**Request A**
Could you translate this sentence from the passage on computers in ESL writing tests into Spanish: "In sum, these concerns show that it is a necessity to study the effects of computers on the test and inter-rater reliability of writing tests of ESL learners."
**Request B**
Can you resume the passage on computers in ESL writing tests, carrying it on from its last sentence?

**Source**
--*--

1. Although many studies have been conducted on computer use in native language writing, little 
research has appeared on second language writing. 

2. The studies have not established a consensus on the computer effects in the testing of writing skills 
of ESL writers. 

3. There is not certain empirical data on the effect of computers on the test and inter-rater reliability of 
writing tests of ESL learners. 

In sum, these concerns show that it is a necessity to study the effects of computers on the test and inter-rater 
reliability of writing tests of ESL learners. In other words, the study has one research question: What is the effect 
of the computer on the test and inter-rater reliability of writing tests of ESL learners in analytic scoring?

--*--

**Recorded data**
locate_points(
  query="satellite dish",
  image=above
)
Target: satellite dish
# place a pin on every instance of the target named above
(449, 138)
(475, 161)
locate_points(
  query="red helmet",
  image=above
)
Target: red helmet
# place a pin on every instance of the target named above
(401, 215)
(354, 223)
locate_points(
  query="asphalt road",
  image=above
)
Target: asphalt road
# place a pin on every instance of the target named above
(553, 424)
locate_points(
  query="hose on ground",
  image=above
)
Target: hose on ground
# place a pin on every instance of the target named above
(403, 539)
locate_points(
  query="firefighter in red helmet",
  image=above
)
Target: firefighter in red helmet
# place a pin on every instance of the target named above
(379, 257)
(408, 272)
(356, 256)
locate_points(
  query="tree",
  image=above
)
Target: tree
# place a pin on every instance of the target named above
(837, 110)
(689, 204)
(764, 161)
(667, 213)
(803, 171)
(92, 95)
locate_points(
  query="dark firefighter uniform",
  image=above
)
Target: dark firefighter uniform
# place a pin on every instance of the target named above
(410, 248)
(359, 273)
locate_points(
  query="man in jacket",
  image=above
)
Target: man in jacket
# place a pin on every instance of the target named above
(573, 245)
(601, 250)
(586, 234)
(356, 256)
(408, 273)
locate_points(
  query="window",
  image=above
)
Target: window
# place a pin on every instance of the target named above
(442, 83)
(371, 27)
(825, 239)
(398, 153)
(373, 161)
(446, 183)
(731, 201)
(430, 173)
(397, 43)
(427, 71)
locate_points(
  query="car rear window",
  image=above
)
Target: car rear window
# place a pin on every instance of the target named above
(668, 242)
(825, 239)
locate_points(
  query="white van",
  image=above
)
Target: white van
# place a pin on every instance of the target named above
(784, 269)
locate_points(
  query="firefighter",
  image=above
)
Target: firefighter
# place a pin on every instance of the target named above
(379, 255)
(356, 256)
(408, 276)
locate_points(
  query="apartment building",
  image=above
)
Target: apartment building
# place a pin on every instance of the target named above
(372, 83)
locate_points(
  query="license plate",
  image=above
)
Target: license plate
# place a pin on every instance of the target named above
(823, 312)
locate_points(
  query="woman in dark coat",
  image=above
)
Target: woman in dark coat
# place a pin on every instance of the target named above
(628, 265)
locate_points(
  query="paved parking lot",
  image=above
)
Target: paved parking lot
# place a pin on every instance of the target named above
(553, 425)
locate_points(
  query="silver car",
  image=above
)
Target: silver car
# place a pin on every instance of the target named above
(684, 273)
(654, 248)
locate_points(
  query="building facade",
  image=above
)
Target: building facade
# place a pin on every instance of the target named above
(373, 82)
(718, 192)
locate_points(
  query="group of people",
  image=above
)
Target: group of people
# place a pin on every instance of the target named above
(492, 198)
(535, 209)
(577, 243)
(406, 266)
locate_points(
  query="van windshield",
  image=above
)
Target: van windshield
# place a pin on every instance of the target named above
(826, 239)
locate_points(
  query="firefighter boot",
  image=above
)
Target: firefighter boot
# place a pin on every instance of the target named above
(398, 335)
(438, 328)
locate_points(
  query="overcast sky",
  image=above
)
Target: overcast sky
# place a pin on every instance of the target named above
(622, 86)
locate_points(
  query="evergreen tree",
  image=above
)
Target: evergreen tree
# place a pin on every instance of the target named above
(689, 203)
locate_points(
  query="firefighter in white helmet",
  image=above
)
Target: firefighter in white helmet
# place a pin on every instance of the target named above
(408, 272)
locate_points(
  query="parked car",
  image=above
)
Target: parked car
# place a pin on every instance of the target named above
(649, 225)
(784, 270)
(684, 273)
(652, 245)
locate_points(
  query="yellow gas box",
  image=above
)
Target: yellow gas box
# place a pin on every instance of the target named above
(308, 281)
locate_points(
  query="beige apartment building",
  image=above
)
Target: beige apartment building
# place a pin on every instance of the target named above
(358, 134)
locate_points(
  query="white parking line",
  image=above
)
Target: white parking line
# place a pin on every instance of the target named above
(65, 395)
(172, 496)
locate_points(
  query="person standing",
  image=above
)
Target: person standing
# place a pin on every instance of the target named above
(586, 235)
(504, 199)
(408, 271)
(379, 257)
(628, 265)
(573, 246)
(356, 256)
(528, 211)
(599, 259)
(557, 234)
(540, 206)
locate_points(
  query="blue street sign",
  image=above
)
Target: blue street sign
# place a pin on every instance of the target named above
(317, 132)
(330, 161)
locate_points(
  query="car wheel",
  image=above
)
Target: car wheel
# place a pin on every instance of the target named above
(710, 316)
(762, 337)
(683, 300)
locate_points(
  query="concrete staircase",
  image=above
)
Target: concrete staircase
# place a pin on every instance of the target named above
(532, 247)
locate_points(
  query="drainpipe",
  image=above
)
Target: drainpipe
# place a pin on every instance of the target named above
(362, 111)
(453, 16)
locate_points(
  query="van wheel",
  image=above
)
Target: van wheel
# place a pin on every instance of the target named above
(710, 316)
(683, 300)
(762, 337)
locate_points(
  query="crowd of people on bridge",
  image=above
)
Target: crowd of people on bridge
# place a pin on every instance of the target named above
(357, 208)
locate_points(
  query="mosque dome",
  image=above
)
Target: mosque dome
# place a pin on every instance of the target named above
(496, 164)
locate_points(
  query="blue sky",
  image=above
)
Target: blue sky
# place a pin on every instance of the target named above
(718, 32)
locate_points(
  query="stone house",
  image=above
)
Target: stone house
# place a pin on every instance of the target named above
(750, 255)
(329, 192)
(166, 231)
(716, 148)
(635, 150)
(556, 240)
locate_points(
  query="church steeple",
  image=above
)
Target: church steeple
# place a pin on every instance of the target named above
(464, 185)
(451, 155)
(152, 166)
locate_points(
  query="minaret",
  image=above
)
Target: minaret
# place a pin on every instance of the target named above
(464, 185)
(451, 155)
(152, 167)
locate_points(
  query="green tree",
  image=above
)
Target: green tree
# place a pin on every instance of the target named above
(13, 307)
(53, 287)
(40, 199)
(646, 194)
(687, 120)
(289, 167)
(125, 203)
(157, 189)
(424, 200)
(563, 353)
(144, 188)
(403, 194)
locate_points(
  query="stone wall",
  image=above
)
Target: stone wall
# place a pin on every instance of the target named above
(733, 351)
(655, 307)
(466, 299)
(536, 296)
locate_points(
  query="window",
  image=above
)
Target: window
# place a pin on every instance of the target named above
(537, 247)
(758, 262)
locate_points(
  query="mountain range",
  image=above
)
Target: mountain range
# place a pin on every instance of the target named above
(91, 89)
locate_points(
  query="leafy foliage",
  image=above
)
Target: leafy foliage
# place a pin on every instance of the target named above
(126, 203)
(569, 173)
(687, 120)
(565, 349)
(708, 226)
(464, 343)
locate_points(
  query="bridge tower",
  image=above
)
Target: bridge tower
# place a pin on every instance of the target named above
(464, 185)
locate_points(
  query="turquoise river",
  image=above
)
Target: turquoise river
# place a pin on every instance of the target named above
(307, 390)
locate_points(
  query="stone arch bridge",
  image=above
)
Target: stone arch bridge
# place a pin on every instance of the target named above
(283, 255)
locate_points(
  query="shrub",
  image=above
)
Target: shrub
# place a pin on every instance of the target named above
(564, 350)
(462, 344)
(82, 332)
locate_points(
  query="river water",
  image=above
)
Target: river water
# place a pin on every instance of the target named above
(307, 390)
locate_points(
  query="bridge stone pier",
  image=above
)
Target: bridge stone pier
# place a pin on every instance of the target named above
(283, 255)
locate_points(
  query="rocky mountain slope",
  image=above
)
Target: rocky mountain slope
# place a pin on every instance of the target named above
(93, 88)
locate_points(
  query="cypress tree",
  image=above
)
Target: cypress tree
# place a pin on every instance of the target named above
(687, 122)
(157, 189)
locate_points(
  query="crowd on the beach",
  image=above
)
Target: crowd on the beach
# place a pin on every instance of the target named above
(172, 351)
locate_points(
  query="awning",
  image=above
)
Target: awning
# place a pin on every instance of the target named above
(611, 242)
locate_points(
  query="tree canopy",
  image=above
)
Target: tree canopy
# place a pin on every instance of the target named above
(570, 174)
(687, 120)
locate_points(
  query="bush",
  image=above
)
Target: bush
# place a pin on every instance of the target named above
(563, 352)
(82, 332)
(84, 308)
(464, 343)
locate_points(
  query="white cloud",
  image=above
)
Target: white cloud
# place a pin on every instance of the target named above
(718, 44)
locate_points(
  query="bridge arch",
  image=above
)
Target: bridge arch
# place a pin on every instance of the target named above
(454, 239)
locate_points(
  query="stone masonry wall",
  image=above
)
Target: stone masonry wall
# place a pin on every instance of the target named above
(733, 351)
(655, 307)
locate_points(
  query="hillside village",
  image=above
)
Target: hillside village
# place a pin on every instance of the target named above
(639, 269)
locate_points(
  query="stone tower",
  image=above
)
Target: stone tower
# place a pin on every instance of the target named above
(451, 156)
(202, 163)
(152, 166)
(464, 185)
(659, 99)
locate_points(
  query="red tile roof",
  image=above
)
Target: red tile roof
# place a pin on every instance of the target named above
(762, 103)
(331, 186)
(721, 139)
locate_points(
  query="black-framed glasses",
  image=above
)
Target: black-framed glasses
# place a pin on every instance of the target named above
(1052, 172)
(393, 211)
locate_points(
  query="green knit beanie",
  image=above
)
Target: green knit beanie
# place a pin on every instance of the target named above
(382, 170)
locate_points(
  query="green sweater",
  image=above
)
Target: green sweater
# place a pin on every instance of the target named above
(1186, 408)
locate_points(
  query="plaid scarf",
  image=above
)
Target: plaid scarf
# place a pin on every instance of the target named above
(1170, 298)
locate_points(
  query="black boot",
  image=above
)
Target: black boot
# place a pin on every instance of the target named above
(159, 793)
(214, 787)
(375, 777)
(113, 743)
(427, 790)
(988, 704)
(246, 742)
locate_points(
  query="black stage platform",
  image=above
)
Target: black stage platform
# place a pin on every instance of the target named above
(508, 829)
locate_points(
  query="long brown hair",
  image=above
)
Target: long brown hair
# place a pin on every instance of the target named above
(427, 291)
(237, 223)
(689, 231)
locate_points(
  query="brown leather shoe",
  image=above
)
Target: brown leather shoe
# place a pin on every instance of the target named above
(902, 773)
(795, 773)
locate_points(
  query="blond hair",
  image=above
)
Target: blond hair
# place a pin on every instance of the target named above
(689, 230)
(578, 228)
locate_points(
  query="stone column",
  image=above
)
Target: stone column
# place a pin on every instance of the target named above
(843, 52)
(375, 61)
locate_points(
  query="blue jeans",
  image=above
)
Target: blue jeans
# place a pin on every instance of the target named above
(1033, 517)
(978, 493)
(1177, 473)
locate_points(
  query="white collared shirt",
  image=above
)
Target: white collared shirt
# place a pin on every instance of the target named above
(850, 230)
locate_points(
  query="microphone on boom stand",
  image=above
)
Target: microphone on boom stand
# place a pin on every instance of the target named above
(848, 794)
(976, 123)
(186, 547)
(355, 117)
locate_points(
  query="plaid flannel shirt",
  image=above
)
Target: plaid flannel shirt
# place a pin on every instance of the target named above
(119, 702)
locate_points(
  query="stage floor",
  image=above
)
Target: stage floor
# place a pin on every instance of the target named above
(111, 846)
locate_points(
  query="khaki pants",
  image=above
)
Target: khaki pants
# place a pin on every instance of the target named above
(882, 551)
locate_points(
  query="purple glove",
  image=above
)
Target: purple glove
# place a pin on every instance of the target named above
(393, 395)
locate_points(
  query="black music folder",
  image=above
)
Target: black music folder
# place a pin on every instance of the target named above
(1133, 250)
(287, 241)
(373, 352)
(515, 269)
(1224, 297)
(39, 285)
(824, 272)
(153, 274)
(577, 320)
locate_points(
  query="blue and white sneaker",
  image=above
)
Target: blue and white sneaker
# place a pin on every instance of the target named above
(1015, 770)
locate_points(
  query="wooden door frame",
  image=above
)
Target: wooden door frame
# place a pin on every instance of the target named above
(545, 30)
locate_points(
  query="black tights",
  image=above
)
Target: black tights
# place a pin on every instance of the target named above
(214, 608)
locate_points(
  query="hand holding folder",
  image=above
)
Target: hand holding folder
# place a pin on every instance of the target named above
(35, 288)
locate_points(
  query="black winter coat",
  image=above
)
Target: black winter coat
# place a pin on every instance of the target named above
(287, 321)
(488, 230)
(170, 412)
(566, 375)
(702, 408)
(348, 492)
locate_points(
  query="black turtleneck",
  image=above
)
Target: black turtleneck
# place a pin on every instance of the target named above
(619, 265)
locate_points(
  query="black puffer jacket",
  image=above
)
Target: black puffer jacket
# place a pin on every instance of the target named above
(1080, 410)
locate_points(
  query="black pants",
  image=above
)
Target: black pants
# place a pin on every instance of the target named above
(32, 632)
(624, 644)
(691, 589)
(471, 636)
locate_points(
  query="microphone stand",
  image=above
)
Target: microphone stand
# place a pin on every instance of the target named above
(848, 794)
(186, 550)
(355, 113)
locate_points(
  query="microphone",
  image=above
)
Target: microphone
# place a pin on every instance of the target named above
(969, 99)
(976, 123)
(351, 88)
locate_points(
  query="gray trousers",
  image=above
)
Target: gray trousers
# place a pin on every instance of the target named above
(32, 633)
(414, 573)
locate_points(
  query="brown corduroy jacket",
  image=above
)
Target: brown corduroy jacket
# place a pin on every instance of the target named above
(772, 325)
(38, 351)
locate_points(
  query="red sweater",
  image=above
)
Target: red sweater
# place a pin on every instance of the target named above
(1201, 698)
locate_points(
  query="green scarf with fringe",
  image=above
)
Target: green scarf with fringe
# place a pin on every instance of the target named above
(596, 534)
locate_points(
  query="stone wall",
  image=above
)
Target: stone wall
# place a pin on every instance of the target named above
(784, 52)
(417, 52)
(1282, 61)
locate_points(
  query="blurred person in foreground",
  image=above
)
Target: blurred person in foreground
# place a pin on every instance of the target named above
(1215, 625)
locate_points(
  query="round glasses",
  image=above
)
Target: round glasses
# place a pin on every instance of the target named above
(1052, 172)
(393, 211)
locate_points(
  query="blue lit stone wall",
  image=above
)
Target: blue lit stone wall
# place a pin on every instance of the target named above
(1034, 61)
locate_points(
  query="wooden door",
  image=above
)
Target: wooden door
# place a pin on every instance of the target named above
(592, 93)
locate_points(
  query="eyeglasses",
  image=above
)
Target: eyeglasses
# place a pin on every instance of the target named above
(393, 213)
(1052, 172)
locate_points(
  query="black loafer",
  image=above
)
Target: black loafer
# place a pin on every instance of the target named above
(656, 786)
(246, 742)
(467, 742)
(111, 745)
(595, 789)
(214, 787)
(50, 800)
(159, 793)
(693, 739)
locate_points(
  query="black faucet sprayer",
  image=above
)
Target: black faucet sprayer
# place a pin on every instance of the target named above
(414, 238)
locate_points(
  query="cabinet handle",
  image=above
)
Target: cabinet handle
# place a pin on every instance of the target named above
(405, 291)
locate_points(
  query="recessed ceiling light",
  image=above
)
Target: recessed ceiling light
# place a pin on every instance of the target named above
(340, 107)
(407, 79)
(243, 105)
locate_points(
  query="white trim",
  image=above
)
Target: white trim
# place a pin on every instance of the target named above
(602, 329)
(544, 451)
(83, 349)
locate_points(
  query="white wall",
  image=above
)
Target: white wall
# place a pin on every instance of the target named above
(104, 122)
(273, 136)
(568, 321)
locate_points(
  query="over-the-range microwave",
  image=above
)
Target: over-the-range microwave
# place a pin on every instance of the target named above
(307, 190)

--*--

**Written response A**
En resumen, estas inquietudes muestran que es necesario estudiar los efectos de las computadoras en la fiabilidad de la prueba y en la fiabilidad entre evaluadores de los exámenes de escritura de los estudiantes de inglés como segunda lengua (ESL).

**Written response B**
METHOD 

The sample groups consisted of 40 second-year students in the English Language Teaching Department at the 
Faculty of Education at Atatiirk University in Erzurum, Turkey. The reason why second year students were 
chosen was that they had writing and computer classes in the same term, spring 2002 - 2003. 20 students 
participated in the pen-paper tests in the classroom environment, and 20 wrote electronically their compositions 
in the computer lab. Two limitations, number of participants and the gender distribution (28 females 12 males) 
were closely related to the computer laboratory capacity at the faculty and the gender distribution of the student 
population at the ELT department. 

Since writing ability between the participants in the pen-paper in computer groups seemed a significant variable 
that affects the reliability, the students were assigned according to their equal writing abilities. Thus, the final 
exam scores of the writing and computer classes of the previous term were used as criteria. Then, computer 
versions of the pre- and posttests were administered to the participants in the computer group. Similarly, pen- 
papers versions of the pre- and posttests were administered to the students in the pen-paper group.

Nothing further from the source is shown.